Mengenai Saya

Foto saya
Sengkang, Sulawesi Selatan, Indonesia
Nurdin Blogger Wajo, Guru SMA 7 Wajo, Admin Quipper School Indonesia, Promotor STIFIn Berlisensi.

Rabu, 26 Mei 2010

DISKUSI BUKU TENTANG BISNIS


KEBERANIAN menjadi salah satu modal utama menjadi pengusaha. Tanpa itu, jangan pernah bermimpi menjadi pengusaha.

SUKSES menggelar diskusi buku "Sukses di Usia Muda", koran ini kembali menggelar diskusi serupa di studio mini Harian Fajar, gedung Graha Pena Lt-4, Rabu 26 Mei. Kali ini, temanya "Pengusaha Papan Atas, Sosok dan Kiprah Enterpreneur Sulsel." Diskusi kali ini digelar dengan juga menggandeng Lembaga Studi Informasi dan Media Massa (eLSIM) Makassar.

Disiarkan secara langsung Fajar FM, diskusi kemarin menghadirkan tiga pengusaha papan atas di Makassar, Presiden Direktur PT Megatama Buana Perdana Muhammad Aras, Bachder Djohan (dirut PT Kima), dan Willianto Tanta (komisaris utama PT Passokorang). Hadir pula penulis buku Makmur Ghazali dari eLSIM dan Supa Atha’na.

DAFTAR TUGAS |
a) Jawablah pertanyaan berikut berdasarkan teks tentang diskusi buku bisnis.
(i) Lokasi apa yang tercantum pada bagian "Mengenai Saya"?
(ii) Di lantai berapa gedung Graha Pena studio mini Harian Fajar berada?
(iii) Stasiun radio apa yang menyiarkan diskusi itu secara langsung?
b) Sunting teks tentang diskusi buku bisnis: tuliskan kembali semuanya, mulai dari "Mengenai Saya" turun sampai "Promotor STIFIn Berlisensi.", dengan mengganti "Guru" menjadi "Pengajar".
Catatan yang dimuat sesudah teks ini berasal dari sumber lain.

ENTRI DATA |

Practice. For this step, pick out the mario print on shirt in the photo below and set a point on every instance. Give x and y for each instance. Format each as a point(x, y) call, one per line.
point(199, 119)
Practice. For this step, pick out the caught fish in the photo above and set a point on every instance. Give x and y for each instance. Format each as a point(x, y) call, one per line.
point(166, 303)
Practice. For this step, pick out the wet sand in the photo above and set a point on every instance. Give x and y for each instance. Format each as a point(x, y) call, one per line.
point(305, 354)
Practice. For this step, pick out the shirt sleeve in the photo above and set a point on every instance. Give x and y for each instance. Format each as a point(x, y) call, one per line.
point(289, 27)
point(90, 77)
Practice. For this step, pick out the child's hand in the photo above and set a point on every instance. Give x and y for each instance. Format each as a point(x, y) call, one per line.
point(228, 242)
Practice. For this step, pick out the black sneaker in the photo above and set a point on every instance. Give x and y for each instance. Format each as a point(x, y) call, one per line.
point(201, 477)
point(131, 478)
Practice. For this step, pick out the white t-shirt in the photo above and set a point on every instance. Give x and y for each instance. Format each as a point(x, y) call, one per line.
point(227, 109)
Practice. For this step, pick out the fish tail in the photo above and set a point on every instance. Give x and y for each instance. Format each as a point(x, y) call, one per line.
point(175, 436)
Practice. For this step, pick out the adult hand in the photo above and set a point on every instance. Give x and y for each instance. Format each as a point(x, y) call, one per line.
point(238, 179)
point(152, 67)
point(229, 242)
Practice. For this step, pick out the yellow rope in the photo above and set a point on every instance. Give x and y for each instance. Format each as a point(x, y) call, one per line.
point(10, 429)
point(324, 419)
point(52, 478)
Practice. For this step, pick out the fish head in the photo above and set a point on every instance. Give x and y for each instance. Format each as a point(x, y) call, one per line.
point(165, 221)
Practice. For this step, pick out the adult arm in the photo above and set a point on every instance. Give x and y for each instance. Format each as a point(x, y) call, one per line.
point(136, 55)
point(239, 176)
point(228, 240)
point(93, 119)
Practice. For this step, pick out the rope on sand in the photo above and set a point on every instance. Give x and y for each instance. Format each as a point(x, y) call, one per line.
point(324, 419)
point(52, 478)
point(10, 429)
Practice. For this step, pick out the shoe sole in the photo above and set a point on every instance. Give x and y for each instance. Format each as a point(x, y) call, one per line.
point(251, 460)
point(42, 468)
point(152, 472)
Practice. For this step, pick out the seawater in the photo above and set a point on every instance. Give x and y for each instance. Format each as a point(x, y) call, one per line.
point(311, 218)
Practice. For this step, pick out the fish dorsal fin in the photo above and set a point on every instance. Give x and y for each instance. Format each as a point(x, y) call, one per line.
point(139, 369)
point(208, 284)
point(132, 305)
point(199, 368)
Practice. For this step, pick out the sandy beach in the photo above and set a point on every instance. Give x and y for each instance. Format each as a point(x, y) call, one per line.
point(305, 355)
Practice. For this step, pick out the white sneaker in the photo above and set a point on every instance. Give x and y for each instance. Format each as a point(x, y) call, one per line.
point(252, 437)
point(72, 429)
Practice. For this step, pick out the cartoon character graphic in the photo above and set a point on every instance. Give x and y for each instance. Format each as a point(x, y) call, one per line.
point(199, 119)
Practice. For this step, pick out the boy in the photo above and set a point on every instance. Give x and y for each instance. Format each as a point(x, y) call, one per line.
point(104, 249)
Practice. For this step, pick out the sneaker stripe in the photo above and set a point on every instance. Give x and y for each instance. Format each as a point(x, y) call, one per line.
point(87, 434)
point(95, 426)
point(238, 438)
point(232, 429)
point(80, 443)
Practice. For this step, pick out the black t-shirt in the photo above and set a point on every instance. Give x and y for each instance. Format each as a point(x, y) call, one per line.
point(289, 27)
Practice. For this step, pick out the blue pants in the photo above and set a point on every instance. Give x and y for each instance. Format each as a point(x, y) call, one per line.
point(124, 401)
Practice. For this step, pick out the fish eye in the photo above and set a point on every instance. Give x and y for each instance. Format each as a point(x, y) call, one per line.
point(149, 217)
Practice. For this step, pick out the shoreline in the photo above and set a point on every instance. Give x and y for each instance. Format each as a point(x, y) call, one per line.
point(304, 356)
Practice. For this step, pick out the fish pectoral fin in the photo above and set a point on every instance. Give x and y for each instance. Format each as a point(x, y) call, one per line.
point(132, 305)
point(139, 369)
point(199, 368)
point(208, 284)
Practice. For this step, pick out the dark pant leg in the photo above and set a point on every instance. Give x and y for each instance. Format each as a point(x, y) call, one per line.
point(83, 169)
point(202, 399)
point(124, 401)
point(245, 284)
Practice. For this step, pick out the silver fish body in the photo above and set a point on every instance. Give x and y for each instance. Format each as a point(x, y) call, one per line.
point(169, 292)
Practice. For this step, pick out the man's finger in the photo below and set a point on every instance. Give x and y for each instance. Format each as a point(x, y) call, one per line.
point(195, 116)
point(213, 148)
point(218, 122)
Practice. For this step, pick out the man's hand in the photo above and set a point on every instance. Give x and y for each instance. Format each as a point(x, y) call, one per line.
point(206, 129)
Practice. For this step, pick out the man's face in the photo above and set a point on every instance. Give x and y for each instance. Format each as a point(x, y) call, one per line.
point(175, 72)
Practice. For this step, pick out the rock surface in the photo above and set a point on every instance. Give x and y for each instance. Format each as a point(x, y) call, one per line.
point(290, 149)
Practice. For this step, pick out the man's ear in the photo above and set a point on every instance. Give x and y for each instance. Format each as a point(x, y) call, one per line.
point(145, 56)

JAWABAN TIAP TUGAS |
a)
(i) Sengkang, Sulawesi Selatan, Indonesia.
(ii) Lantai 4.
(iii) Fajar FM.

b)
Mengenai Saya

Foto saya
Sengkang, Sulawesi Selatan, Indonesia
Nurdin Blogger Wajo, Pengajar SMA 7 Wajo, Admin Quipper School Indonesia, Promotor STIFIn Berlisensi.